**EXTRAIT À LIRE:**

# # #

Un quart d’heure de train depuis le centre de Lausanne et me voilà à Chexbres. Le temps est couvert mais le lieu reste magique. Les ceps recouverts de neige semblent hiberner avant l’arrivée des premières feuilles au printemps prochain. «Lorsque je répare un mur, je pense à ces moines qui s’en occupaient plusieurs siècles auparavant», me raconte le producteur devant un panorama des vignes d’appellation St-Saphorin.

L’histoire de Lavaux commence des millions d’années auparavant, lorsque les glaciers ont ciselé un paysage abrupte sur les bords du lac Léman. Il a fallu attendre le XI ème siècle pour que les moines défrichent les pentes et construisent des murs à l’aide de pierres déposées par les glaciers. Un millénaire plus tard, le vigneron se sent comme investit d’une mission, celle de perpétuer le travail ayant permis la reconnaissance de l’UNESCO. Car si la nature a offert un terrain propice, c’est bien l’homme qui a entassé des pierres avec une précision diabolique sur plusieurs centaines de kilomètres.

Pierre-Luc Leyvraz doit certes entretenir les constructions, mais son métier est avant tout de faire du vin, et du bon. Son blanc « Les Blassinges » 2007 a récemment été couronné meilleurs chasselas vaudois par le label de qualité « Terravin ». Une récompense parmi d’autres qui permettra de continuer à bien vendre. L’année 2008 aura été d’ailleurs très bonne. Est-ce une conséquence de la publicité faite à Lavaux grâce à l’inscription au patrimoine mondial? « Il est possible que cela joue un peu. C’est vrai que des vinothèques de Suisse allemande m’appellent et me disent: “Il nous faut un Lavaux! ». Mais rien ne remplace finalement la qualité du produit pour une bonne communication. Ainsi un article « coup de coeur » du spécialiste des vins dans la Weltwoche lui a valu un très grand nombre de courriels.

# # #

**CONSIGNES:**
[1] Indiquez si chaque affirmation s’accorde avec le texte sur les vignes de Lavaux. Répondez par oui ou par non et citez mot pour mot les termes du texte qui permettent de trancher.
(a) Il faut une heure de train pour aller du centre de Lausanne à Chexbres.
(b) Les moines ont bâti les murs avec des pierres déposées par les glaciers.
(c) L’année 2008 a été mauvaise pour le producteur.
[2] Rédigez la suite du texte sur les vignes de Lavaux en un paragraphe qui commence après sa dernière phrase.

# # #

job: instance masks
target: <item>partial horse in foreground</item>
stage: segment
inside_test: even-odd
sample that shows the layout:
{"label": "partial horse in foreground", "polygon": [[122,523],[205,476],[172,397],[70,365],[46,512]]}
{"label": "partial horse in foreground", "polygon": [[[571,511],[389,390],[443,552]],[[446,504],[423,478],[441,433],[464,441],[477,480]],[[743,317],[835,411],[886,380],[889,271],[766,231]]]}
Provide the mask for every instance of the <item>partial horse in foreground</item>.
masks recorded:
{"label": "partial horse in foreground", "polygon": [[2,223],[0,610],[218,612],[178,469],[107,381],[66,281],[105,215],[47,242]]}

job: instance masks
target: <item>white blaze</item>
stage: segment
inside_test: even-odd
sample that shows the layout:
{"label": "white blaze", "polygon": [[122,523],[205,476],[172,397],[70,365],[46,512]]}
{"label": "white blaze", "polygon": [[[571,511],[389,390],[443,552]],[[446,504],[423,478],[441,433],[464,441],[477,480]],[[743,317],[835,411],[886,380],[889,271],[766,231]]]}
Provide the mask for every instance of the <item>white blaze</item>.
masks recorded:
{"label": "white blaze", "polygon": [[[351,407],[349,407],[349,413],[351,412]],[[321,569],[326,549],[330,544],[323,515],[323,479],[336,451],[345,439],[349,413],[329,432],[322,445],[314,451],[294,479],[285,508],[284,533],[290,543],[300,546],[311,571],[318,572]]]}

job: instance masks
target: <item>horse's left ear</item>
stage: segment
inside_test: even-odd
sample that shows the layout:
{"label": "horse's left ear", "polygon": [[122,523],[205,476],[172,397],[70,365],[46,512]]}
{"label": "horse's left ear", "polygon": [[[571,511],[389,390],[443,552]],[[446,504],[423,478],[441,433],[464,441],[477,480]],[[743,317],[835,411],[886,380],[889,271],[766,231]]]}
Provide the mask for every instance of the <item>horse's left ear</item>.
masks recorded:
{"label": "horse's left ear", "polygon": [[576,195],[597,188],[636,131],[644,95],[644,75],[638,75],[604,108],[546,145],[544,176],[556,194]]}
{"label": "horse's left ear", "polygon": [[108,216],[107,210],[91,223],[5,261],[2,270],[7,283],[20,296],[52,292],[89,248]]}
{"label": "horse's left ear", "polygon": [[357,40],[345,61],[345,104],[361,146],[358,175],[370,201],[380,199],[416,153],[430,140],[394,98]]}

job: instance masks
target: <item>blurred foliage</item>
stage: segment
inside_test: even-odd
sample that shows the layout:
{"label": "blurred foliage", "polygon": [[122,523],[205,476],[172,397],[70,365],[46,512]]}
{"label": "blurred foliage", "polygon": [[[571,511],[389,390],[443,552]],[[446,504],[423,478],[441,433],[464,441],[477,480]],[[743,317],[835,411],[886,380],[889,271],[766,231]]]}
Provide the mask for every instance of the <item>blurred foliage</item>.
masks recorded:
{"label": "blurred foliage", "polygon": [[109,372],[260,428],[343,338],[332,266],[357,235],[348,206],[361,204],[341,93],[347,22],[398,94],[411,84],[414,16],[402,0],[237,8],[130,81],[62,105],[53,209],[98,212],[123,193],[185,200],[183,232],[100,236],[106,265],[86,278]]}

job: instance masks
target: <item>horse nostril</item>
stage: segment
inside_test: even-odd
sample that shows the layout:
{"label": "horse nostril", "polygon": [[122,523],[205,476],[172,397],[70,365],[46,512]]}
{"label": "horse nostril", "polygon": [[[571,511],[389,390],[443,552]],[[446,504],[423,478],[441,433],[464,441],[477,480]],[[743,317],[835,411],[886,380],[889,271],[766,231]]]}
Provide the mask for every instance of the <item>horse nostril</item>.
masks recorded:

# # #

**RÉPONSES:**
[1]
(a) Non : « Un quart d’heure de train depuis le centre de Lausanne et me voilà à Chexbres. »
(b) Oui : « construisent des murs à l’aide de pierres déposées par les glaciers »
(c) Non : « L’année 2008 aura été d’ailleurs très bonne. »

[2]
La région jouit aussi de l’arrivée de nombreux touristes, comme les Japonais « que l’on voyait peu avant », et les vignerons s’organisent pour bénéficier de cette nouvelle clientèle. Un point de vente commun verra donc le jour aux anciens moulins de Rivaz et les caveaux restent accessibles à la dégustation ou à l’achat. Pierre-Luc Leyvraz s’étonne d’ailleurs de voir peu de Lausannois franchir sa porte. Il y a comme un paradoxe dans le fait que les Vaudois ont largement soutenu l’initiative pour la reconnaissance de Lavaux, mais ne rentrent pas volontiers dans les caveaux. « Les gens s’imaginent les vignerons comme des rustres, mais la plupart sont très accueillants », rassure-t-il.  Mais rien ne remplace finalement la qualité du produit pour une bonne communication. Si Pierre-Luc Leyvraz vend bien, ce n’est par contre pas le cas de tous ses collègues, notamment à cause de la concurrence des vins étrangers.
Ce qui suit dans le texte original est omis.